Dataset records:
#####

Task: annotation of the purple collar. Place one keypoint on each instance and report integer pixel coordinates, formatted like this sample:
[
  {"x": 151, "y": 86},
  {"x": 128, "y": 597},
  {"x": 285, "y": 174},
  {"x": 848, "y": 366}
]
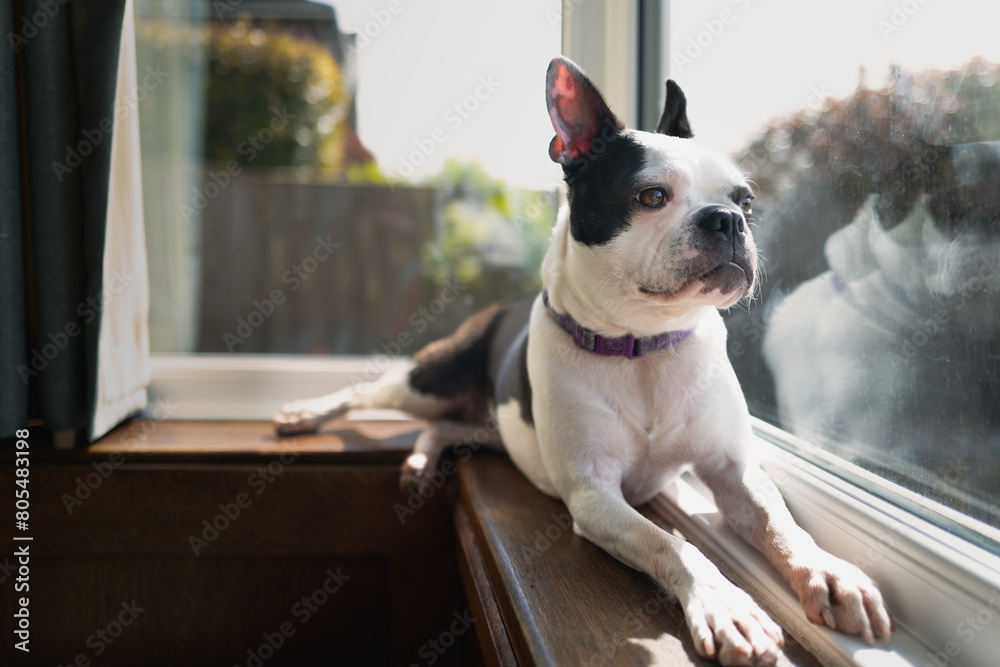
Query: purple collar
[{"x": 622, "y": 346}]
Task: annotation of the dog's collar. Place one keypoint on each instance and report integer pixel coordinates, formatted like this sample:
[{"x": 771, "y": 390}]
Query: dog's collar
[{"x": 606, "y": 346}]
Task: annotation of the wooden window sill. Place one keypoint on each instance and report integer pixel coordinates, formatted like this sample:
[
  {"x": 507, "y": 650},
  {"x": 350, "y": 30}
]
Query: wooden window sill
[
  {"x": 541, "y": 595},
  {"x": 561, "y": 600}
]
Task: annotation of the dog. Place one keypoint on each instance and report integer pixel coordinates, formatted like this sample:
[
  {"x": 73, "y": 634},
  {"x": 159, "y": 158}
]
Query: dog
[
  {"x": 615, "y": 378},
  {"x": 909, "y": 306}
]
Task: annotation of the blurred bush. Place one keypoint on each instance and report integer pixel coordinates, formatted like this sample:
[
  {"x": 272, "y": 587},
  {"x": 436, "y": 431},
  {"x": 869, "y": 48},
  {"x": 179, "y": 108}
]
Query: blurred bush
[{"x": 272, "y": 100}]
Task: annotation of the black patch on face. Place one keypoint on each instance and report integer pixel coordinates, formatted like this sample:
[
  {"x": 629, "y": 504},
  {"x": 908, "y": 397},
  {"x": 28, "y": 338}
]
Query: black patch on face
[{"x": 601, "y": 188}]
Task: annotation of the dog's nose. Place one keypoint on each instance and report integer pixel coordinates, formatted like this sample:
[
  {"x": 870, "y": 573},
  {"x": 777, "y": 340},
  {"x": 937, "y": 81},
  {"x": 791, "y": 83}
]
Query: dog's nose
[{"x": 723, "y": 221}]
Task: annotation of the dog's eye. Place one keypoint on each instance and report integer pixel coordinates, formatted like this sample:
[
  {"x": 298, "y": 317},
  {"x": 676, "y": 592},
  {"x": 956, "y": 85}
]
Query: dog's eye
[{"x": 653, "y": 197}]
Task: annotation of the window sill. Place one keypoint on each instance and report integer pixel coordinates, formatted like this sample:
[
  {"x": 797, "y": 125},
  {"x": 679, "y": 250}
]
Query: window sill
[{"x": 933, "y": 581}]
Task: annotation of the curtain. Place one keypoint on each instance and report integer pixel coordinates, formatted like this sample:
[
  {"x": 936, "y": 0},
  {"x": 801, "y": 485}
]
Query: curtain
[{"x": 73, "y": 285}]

#####

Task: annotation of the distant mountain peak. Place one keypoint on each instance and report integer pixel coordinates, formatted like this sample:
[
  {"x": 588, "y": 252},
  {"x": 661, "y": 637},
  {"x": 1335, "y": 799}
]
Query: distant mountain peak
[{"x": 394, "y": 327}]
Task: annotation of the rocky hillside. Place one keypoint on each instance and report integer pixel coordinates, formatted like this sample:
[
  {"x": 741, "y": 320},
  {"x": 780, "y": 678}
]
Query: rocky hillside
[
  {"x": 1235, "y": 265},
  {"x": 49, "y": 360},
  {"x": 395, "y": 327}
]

#####

* **STATED PROBLEM**
Find each line in the material above that contains the string "collar" and copy those lines out. The match is case-sensitive.

* **RESPONSE BELOW**
Task: annotation of the purple collar. Place one keypoint on each instance and report integer pixel coordinates, formatted like this sample:
Query: purple collar
Task: annotation of the dog's collar. Place one keypoint on each instance and report integer pixel coordinates, formatted like this sample:
Query: dog's collar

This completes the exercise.